- Items drawn from a labeling collection -

## Start

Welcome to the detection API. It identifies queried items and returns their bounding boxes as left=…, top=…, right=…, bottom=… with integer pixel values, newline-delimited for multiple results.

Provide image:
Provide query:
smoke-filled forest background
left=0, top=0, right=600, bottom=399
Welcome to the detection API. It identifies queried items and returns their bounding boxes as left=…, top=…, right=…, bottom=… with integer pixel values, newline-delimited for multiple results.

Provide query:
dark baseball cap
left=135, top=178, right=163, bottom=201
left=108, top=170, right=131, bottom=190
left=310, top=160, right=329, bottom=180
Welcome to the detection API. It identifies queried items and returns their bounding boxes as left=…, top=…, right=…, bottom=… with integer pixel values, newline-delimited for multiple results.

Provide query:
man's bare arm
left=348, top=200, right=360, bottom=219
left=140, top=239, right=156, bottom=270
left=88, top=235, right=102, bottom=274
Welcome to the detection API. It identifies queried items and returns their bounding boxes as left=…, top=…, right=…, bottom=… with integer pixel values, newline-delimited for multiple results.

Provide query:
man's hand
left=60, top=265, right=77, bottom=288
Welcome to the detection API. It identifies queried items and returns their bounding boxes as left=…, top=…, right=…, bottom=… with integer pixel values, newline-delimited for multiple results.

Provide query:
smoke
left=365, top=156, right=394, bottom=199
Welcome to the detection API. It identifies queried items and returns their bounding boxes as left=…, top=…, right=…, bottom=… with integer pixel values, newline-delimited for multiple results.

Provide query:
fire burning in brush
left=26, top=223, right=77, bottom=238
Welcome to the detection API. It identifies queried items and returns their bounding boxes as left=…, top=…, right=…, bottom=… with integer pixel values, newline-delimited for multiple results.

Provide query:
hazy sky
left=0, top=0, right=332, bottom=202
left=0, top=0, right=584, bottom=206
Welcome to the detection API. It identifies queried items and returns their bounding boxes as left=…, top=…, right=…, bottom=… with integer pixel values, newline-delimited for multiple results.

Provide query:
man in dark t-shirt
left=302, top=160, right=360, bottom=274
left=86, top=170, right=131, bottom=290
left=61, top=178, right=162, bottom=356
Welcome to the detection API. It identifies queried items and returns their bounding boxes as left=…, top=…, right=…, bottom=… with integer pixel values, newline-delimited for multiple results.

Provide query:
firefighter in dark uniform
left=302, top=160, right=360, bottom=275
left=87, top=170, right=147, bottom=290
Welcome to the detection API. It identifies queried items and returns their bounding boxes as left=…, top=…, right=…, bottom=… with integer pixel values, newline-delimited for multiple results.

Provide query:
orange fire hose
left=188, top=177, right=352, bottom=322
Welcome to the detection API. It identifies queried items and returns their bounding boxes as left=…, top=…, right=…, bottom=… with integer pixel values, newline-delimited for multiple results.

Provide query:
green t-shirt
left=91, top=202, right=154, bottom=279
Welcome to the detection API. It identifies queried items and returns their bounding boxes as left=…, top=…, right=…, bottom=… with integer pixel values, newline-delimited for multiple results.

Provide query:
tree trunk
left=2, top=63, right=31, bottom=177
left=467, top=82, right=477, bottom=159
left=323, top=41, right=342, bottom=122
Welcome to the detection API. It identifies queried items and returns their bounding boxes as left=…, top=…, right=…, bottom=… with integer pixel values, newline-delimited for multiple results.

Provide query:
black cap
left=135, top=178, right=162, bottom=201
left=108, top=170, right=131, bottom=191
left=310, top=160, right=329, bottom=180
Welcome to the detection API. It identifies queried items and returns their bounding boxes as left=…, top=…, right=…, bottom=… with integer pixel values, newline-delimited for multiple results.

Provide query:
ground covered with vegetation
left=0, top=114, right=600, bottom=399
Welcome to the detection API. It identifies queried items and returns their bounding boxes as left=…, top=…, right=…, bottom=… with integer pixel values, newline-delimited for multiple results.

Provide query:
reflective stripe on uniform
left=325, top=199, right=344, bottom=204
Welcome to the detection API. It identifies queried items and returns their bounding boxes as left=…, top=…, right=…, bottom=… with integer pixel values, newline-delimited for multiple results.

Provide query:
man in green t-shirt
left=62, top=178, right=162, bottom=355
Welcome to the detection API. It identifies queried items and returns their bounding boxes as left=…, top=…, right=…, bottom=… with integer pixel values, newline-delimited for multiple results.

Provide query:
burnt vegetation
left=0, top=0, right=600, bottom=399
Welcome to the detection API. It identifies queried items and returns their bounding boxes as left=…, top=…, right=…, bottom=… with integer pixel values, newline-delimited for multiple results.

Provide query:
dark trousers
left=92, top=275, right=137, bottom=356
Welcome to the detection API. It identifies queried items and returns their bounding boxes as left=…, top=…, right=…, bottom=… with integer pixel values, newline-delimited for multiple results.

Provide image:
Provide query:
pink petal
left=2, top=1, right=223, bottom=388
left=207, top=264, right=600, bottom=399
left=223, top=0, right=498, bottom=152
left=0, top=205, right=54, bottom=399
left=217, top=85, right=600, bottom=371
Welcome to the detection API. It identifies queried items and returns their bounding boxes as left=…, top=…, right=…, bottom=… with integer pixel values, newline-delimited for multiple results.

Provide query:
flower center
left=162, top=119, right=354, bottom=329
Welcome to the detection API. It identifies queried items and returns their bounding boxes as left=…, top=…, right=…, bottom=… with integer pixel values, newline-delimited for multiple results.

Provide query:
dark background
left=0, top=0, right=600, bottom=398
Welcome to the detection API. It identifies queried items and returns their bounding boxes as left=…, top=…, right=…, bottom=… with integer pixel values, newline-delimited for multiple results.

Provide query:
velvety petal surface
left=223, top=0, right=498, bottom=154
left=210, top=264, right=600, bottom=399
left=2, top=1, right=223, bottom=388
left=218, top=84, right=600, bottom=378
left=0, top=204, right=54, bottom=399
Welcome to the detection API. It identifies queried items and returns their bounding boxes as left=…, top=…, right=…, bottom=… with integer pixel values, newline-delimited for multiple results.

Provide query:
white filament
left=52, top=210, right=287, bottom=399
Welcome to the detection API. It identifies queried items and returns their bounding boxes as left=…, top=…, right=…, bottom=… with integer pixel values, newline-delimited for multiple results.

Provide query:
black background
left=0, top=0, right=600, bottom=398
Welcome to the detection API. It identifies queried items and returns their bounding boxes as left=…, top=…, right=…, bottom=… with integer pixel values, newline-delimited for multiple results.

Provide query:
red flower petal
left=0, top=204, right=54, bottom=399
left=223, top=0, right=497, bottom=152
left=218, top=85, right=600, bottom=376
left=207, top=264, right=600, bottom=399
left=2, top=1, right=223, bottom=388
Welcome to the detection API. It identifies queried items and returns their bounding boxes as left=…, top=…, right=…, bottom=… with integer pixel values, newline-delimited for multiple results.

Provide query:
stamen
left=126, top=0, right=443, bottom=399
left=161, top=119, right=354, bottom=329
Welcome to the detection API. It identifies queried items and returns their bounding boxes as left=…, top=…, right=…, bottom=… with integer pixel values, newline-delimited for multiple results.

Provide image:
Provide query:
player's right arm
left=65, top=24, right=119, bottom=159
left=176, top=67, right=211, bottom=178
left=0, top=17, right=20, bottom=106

## End

- PROBLEM DETAILS -
Tally the lines in the material above that contain the string "shirt", treating uppercase and lowercase letters as distinct. Report only the number.

- RESULT -
3